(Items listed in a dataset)
• • • • •
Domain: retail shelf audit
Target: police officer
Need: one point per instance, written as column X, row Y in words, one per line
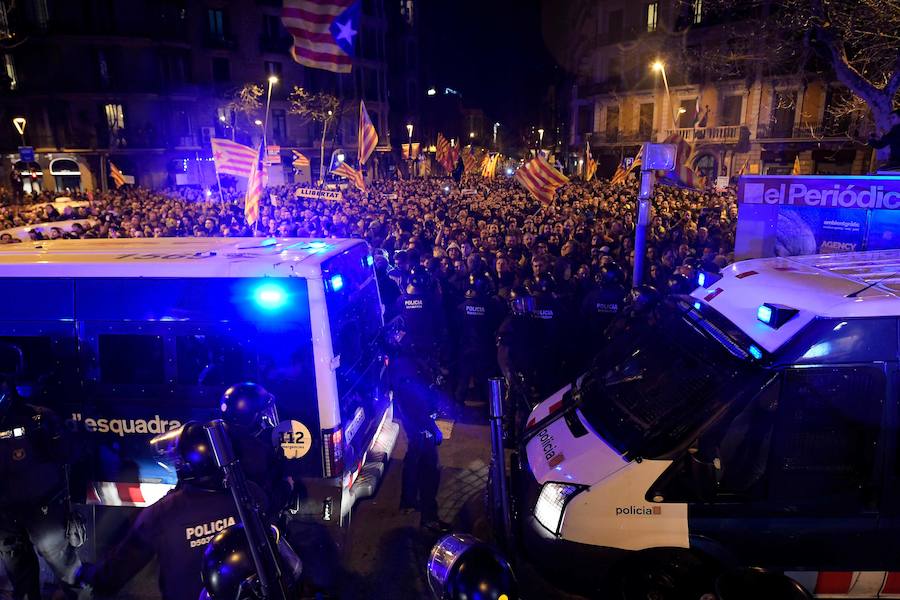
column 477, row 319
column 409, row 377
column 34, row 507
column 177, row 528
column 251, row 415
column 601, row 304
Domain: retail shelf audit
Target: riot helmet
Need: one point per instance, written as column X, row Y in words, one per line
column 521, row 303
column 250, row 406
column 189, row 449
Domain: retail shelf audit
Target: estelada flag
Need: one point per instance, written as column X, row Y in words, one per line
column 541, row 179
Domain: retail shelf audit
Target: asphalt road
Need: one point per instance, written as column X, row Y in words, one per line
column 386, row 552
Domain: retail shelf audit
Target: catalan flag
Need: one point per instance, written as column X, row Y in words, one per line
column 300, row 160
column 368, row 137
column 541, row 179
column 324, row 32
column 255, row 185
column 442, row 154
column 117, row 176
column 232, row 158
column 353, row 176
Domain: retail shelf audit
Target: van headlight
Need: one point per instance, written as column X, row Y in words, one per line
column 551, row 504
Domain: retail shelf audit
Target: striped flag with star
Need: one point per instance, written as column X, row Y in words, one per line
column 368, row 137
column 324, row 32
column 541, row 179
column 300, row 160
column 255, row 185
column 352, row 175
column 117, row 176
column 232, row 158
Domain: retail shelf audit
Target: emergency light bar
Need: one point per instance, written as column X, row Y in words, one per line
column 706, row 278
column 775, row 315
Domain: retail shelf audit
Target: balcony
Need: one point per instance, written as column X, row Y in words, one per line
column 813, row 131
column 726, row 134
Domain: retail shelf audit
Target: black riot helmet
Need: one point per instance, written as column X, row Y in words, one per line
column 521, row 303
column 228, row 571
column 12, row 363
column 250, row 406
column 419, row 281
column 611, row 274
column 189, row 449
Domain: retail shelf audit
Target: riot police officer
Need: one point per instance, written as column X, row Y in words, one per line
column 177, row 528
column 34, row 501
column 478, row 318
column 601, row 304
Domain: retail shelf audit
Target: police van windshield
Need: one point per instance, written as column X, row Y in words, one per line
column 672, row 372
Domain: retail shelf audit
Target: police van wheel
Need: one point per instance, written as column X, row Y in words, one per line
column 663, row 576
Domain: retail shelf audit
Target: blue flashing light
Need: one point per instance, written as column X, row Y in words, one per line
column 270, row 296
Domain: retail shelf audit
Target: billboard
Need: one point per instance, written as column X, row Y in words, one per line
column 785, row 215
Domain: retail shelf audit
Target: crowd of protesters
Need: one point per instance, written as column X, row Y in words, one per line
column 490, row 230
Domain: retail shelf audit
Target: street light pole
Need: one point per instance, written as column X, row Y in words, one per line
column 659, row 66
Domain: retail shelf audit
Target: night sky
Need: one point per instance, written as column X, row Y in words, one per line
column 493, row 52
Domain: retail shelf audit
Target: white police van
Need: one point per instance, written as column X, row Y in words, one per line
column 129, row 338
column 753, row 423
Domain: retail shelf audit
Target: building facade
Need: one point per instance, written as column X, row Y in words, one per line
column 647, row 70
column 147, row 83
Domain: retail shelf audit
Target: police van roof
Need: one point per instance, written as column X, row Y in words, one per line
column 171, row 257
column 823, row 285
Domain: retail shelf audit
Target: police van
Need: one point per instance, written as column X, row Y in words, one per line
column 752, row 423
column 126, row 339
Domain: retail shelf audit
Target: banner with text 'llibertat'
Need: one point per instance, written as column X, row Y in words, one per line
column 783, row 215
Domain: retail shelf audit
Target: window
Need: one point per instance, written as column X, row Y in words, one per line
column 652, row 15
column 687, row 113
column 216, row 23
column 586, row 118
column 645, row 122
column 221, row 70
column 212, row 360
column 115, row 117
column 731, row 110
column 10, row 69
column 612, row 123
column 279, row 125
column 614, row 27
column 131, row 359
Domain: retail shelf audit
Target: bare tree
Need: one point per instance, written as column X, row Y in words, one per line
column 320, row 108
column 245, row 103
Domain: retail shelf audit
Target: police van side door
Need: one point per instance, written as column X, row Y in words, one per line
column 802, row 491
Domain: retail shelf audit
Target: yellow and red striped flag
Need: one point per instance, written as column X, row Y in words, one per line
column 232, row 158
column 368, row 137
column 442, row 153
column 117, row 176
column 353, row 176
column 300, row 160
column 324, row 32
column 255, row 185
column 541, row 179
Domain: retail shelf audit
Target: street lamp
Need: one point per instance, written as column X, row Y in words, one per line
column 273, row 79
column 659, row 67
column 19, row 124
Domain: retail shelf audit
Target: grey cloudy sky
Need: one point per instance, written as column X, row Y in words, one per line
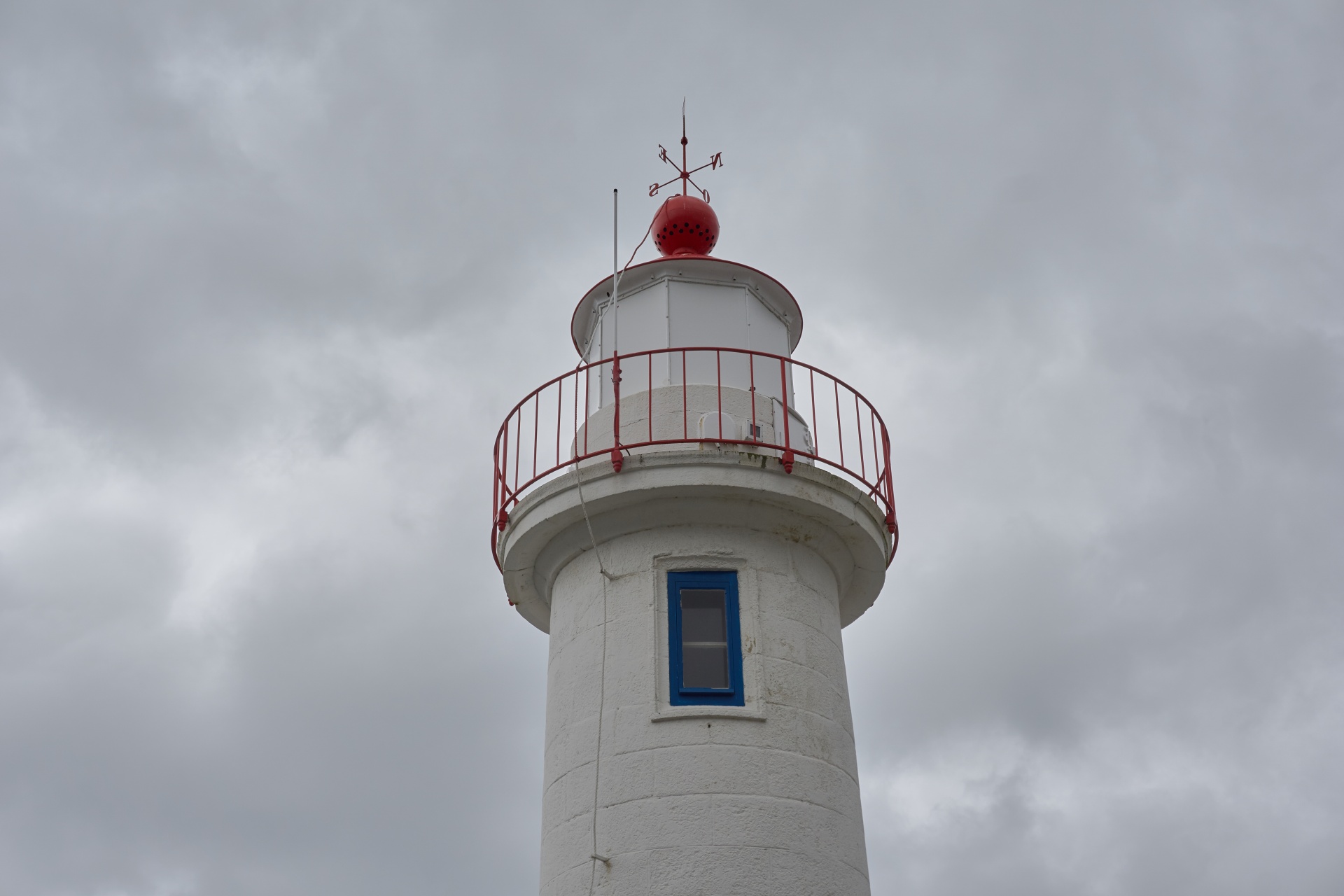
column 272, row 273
• • • • •
* [Directions]: Retype the records exactly. Any image in them should not appear in what you write.

* [Response]:
Domain: retail shelf audit
Target: police officer
Need: one point per instance, written as column X, row Y in words, one per line
column 477, row 319
column 409, row 377
column 34, row 507
column 177, row 528
column 251, row 415
column 601, row 304
Domain: retail shelf audit
Target: riot helmet
Need: one point per instance, written as column X, row Y in words, one per line
column 521, row 303
column 250, row 406
column 189, row 449
Domain: retail shelf audit
Target: estelada flag
Need: one point per instance, written as column X, row Y in words, one per line
column 541, row 179
Domain: retail shelf audit
Target: asphalt road
Need: one point per instance, written as column X, row Y in words, one per line
column 386, row 552
Domain: retail shelf audit
Target: catalan flag
Need: one point per instance, written as column X, row Y in words, one per line
column 300, row 160
column 368, row 137
column 541, row 179
column 324, row 32
column 255, row 185
column 442, row 154
column 117, row 176
column 232, row 158
column 353, row 176
Domain: retail shelf audit
Target: van headlight
Need: one point per instance, written as column X, row Y in words, one per line
column 551, row 504
Domain: retail shelf audit
Target: striped flag with star
Need: one point per instance, written as column X, row Y in words, one per line
column 368, row 137
column 324, row 32
column 541, row 179
column 300, row 160
column 255, row 185
column 352, row 175
column 117, row 176
column 232, row 158
Domain: retail shelf audit
Target: emergency light bar
Need: one point per instance, written as column X, row Y in words, one per line
column 706, row 278
column 775, row 315
Domain: retail shelf audit
Target: balcony
Need: one point per instance, written as column X, row Y in words, one per line
column 813, row 131
column 726, row 134
Domain: retail shelf audit
Target: black riot helmet
Need: one point per instance, written as column X, row Y in words, one per line
column 521, row 303
column 228, row 571
column 12, row 363
column 250, row 406
column 419, row 281
column 611, row 274
column 189, row 449
Domain: retail shelf audit
Target: riot police officer
Need: one point per instance, written as column X, row Y in words, one per line
column 177, row 528
column 34, row 501
column 478, row 318
column 601, row 304
Domain: retail shelf audit
Target: police van windshield
Need: one point per instance, written as column X, row Y in words, one per line
column 672, row 372
Domain: retail shelf audit
Target: police van wheel
Need: one point per instance, written as column X, row Y in words, one per line
column 663, row 576
Domain: retail shelf audit
Target: blue flashing light
Need: one point per instance, written as column X, row Y in words, one per line
column 270, row 296
Domain: retail shelf audit
Target: billboard
Need: one point per instance, written as column X, row Y in words, one per line
column 785, row 215
Domain: retail shelf audit
Target: crowd of protesters
Need: one point per instance, written as column X, row Y in words, one per line
column 490, row 230
Domain: retail shelf audit
Target: street light pole
Need: one point per instance, written as column X, row Y in words, one per line
column 659, row 66
Domain: retail shelf audit
Target: night sky
Need: one point per instance, written as column X, row Y in words, one per line
column 493, row 52
Domain: retail shelf audit
Target: white police van
Need: one point per instance, written as column X, row Y in words, one per line
column 129, row 338
column 753, row 423
Domain: retail shelf audit
Target: building facade
Need: one point per instance, written as column X, row Y in words, one per line
column 647, row 70
column 147, row 83
Domain: retail shelf audit
Target: police van roof
Need: one point per instance, written as column X, row Y in words, one per line
column 171, row 257
column 823, row 285
Domain: retail shelf audit
Target: police van
Need: one point per instance, written as column X, row Y in words, one per line
column 752, row 423
column 126, row 339
Domain: retail shelf audit
Target: banner with text 'llibertat'
Need: one point per instance, written as column X, row Y in words, one per line
column 783, row 215
Domain: retail shelf audit
Target: window
Need: one point per instance, written as column X, row Y in words, one per line
column 652, row 15
column 687, row 113
column 216, row 23
column 586, row 118
column 645, row 122
column 221, row 70
column 212, row 360
column 115, row 117
column 731, row 110
column 10, row 69
column 612, row 123
column 279, row 125
column 614, row 27
column 131, row 359
Domain: retail shelf audit
Target: bare tree
Need: one point per instance, written as column X, row Y in words, one per line
column 320, row 108
column 245, row 103
Domain: retail shelf audit
Target: police van side door
Need: one point per instance, written as column X, row Y in words, one per line
column 802, row 491
Domain: retail shelf audit
Target: yellow and red striped flag
Need: one point per instance, written as column X, row Y in words, one per line
column 232, row 158
column 368, row 137
column 442, row 153
column 117, row 176
column 353, row 176
column 300, row 160
column 324, row 32
column 255, row 185
column 541, row 179
Domain: retail shelf audit
Target: street lamp
Need: one point per instance, written as column X, row Y in words, one per line
column 273, row 79
column 659, row 67
column 19, row 124
Domain: retail shelf audit
Target: grey cloudy sky
Need: one point per instance, written as column X, row Y in words, one per line
column 272, row 273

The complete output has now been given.